Rows from a dataset of box labels:
━━━━

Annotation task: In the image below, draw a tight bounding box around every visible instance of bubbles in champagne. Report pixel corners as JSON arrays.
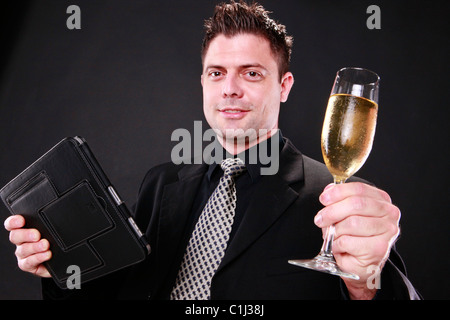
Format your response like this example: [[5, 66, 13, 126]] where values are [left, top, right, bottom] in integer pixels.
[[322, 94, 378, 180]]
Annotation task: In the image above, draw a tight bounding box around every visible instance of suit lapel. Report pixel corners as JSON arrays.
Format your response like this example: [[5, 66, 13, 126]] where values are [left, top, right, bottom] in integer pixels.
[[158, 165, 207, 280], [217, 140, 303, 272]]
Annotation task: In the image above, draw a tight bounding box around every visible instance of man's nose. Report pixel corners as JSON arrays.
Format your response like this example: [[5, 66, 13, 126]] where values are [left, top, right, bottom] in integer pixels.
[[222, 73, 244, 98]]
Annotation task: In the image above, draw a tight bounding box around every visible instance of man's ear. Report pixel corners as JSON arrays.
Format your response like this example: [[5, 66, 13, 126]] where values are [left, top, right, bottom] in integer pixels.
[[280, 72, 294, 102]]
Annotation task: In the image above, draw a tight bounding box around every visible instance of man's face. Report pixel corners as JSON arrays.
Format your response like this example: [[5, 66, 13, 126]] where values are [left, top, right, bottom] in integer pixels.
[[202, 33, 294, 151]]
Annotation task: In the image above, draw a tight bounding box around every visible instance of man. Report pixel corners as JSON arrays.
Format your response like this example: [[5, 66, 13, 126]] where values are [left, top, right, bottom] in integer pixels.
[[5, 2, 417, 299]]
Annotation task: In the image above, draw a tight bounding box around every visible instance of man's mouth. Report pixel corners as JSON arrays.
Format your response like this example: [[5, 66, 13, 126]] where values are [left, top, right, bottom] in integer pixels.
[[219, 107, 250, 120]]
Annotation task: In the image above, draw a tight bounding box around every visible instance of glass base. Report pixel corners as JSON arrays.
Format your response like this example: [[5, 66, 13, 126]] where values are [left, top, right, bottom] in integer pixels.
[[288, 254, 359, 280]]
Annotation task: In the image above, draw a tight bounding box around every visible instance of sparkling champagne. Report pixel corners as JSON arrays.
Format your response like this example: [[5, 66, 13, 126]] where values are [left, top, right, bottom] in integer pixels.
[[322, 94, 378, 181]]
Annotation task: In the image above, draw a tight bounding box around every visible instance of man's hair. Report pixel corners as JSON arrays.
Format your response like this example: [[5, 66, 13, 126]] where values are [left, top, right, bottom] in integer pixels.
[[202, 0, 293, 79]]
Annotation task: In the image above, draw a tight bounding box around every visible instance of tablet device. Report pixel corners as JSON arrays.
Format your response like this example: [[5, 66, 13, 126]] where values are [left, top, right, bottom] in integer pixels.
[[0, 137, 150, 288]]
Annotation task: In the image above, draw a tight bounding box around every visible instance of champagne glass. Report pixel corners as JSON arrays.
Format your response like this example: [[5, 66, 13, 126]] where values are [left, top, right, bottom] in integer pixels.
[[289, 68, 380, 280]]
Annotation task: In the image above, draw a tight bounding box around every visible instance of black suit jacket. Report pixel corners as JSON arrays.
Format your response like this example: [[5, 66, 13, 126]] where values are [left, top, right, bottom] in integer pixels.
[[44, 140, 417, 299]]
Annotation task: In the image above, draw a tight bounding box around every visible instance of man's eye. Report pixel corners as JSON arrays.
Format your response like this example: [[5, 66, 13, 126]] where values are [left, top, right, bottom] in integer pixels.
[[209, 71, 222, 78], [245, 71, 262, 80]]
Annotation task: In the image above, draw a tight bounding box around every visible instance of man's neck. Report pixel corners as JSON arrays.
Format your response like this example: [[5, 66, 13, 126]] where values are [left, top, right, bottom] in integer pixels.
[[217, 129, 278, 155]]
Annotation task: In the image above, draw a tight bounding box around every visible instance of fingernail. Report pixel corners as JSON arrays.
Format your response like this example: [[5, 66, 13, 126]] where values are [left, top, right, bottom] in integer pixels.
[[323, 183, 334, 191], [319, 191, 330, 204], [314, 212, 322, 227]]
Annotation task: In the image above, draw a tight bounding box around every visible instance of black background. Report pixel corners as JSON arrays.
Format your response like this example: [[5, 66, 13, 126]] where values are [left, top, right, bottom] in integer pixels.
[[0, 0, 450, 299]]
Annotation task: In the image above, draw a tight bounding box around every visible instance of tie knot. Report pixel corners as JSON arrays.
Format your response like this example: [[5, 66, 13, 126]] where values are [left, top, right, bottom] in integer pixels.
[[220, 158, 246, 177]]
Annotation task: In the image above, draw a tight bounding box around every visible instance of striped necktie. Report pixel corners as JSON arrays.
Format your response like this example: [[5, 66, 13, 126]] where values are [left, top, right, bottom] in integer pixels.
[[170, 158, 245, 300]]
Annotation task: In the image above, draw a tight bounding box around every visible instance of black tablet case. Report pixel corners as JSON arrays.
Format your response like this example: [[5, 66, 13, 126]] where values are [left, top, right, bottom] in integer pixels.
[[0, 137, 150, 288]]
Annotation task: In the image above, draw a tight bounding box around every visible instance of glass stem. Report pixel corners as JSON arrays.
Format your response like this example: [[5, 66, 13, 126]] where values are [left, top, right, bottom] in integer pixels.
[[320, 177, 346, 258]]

━━━━

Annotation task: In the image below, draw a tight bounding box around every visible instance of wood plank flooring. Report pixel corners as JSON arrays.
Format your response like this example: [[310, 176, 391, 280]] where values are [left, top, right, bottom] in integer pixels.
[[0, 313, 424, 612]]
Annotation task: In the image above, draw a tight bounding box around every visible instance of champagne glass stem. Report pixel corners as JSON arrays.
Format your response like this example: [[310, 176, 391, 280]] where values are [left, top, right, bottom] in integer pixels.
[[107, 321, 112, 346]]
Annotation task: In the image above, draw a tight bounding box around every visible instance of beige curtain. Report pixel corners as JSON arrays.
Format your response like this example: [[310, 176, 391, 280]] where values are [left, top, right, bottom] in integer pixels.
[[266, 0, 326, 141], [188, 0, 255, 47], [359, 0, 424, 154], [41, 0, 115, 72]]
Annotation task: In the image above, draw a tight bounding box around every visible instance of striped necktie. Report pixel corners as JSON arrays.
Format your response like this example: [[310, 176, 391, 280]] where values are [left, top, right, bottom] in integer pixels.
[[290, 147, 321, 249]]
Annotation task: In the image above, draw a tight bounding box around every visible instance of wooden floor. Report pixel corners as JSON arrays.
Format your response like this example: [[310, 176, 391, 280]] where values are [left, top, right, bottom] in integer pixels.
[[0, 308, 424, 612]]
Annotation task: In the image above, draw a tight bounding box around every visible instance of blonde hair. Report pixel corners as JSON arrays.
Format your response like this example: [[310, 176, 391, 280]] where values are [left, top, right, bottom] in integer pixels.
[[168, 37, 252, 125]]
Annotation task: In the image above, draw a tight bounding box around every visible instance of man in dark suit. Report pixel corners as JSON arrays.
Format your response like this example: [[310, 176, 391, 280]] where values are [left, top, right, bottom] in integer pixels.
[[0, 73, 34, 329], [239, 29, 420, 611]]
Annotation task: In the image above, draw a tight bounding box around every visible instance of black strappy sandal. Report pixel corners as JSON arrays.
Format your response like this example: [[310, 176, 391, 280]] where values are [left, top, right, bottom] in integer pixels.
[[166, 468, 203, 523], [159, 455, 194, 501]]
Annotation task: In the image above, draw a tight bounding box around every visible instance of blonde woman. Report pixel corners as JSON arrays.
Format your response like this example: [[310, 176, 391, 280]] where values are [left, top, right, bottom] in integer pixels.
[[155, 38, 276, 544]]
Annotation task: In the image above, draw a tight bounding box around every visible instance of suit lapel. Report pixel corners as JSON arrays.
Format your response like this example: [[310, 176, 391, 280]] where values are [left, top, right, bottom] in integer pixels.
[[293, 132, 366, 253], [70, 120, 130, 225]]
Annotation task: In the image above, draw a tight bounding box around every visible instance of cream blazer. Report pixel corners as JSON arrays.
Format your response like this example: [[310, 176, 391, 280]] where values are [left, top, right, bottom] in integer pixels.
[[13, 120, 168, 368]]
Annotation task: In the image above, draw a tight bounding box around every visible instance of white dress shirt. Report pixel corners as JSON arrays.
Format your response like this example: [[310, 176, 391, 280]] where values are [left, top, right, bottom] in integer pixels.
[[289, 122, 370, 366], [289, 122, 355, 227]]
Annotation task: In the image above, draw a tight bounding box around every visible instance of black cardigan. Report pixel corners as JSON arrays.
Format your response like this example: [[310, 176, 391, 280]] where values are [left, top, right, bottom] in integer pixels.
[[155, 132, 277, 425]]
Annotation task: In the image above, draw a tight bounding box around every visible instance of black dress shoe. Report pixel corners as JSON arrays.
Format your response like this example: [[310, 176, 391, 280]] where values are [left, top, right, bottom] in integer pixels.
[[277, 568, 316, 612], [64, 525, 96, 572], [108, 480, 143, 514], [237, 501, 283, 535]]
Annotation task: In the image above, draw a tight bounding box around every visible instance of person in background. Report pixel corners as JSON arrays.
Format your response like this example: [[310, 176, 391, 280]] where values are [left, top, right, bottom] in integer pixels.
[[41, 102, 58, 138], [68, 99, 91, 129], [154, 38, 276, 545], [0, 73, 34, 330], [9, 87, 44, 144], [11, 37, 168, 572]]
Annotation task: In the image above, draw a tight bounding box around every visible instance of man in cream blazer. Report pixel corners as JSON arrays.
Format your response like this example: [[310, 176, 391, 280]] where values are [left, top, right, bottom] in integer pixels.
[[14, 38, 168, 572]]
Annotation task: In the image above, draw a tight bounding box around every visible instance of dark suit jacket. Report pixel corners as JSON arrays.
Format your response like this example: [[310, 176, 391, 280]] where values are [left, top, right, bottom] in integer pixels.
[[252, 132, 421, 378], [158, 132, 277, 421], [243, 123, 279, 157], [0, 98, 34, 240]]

━━━━

(STATED PROBLEM):
Rewrite the records from the line containing "in champagne. Report pixel corners as JSON arrays." through the line containing "[[322, 94, 378, 180]]", both included, keeping the request text but omitting the picture. Multiply every box coordinate in the answers by 2.5 and round to whole numbers with halves rounded up, leaving the numbers in the requests and their format samples unchanged.

(OUTPUT OF THE TASK):
Annotation task: In the image below, draw a tight bounding box around every visible instance of bubbles in champagne. Report pixel corners as JSON arrays.
Format your response like this example: [[5, 66, 13, 126]] where values are [left, top, right, bottom] in integer pixels.
[[805, 235, 945, 450]]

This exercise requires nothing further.